SHORT TASK: Output the material beneath exactly, leaving nothing out.

GIVEN DATA:

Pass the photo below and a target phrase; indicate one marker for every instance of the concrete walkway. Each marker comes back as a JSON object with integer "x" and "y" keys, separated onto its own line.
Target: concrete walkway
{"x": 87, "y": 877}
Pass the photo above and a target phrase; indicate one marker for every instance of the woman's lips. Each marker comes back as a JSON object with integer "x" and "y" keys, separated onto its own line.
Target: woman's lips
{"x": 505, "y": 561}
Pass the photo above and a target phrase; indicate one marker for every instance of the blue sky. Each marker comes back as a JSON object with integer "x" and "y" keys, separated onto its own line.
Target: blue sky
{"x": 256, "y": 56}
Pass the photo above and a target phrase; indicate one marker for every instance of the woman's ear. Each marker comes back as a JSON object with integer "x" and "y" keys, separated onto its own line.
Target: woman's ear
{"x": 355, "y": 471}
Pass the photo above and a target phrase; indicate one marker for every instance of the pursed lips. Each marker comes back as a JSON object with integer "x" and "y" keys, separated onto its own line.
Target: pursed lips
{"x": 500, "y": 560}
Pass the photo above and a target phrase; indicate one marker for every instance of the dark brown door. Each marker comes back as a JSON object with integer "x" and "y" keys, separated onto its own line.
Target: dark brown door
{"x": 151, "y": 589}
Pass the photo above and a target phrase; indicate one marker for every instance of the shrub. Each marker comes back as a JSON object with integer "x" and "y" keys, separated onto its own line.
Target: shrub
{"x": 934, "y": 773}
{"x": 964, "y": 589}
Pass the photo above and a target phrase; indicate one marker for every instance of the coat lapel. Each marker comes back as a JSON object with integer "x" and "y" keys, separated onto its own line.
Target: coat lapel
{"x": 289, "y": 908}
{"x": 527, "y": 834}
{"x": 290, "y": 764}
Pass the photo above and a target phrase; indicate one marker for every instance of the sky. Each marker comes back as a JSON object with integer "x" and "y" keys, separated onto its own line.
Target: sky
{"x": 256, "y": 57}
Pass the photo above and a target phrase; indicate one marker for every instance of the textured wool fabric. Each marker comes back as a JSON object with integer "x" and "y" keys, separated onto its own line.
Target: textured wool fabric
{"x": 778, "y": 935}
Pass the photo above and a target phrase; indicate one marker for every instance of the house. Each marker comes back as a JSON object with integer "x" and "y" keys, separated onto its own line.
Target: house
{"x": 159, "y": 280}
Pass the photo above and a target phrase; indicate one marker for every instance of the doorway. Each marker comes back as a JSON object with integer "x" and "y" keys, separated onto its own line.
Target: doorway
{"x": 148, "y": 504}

SOLUTION FOR THIS TASK:
Pass the photo below and a target phrase; indicate one marker for every instance of the concrete walkway. Each marker comes back as a JSON object with integer "x" and "y" keys, separated onto its own line.
Target: concrete walkway
{"x": 87, "y": 877}
Pass the photo above and a target phrase; indicate one marker for every instance of the woman's lips. Each marker comes back as a JSON object with integer "x" and "y" keys, separated onto its own line.
Target: woman's lips
{"x": 505, "y": 561}
Pass the photo above and a target phrase; indicate one marker for every instance of the blue sky. Each marker comes back as a JSON object with integer "x" and "y" keys, separated onto its own line.
Target: blue sky
{"x": 256, "y": 56}
Pass the photo above and a target phrase; indicate one marker for every instance of the woman's ear. Each marker comes back as a JSON object with integer "x" and "y" keys, separated onto its own line.
Target: woman's ear
{"x": 355, "y": 471}
Pass the photo above and a target phrase; indicate one marker for every instance of the pursed lips. Each marker comes back as a JSON object with integer "x" and "y" keys, separated onto its own line.
Target: pursed lips
{"x": 500, "y": 560}
Pass the photo above and a target phrase; indicate one marker for every instance of the dark brown door. Each marker comes back as a JSON object with integer "x" and "y" keys, separated onto its own line.
Target: dark brown door
{"x": 151, "y": 589}
Pass the photo above and a target phrase; indicate one marker for every instance of the shrub. Each marker comes back as a JSON object with integer "x" and "y" keys, separated onto its own line.
Target: shrub
{"x": 934, "y": 773}
{"x": 964, "y": 589}
Pass the photo above and a target phrase; indicate one marker for every instance of the coat lapel. Each marker comes back as a JSON object with integer "x" and "y" keys, separated onto its own line.
Target: coat lapel
{"x": 289, "y": 908}
{"x": 527, "y": 834}
{"x": 290, "y": 764}
Pass the photo above and a target phrase; indicate one marker for every instance of the sky. Each marker comes back as a JSON object with integer "x" and "y" keys, separated onto its own line.
Target: sky
{"x": 256, "y": 57}
Pass the photo above and a target phrase; indicate one marker for every instance of the textured wool fabric. Each marker comes back as a JSON object with integer "x" and "y" keys, separated onto its own line.
Target: textured wool fabric
{"x": 778, "y": 935}
Pass the photo above and a target phrase; indicate one marker for every instance of the house. Each marker comes back as a JSON object with integer "x" and "y" keys, separated onto its own line.
Target: house
{"x": 159, "y": 280}
Pass the photo above and a target phrase; indicate one marker for every instance of the doorway. Each marker comes back as a JSON object with integer "x" and "y" keys, separated onto its own line.
Target: doorway
{"x": 148, "y": 504}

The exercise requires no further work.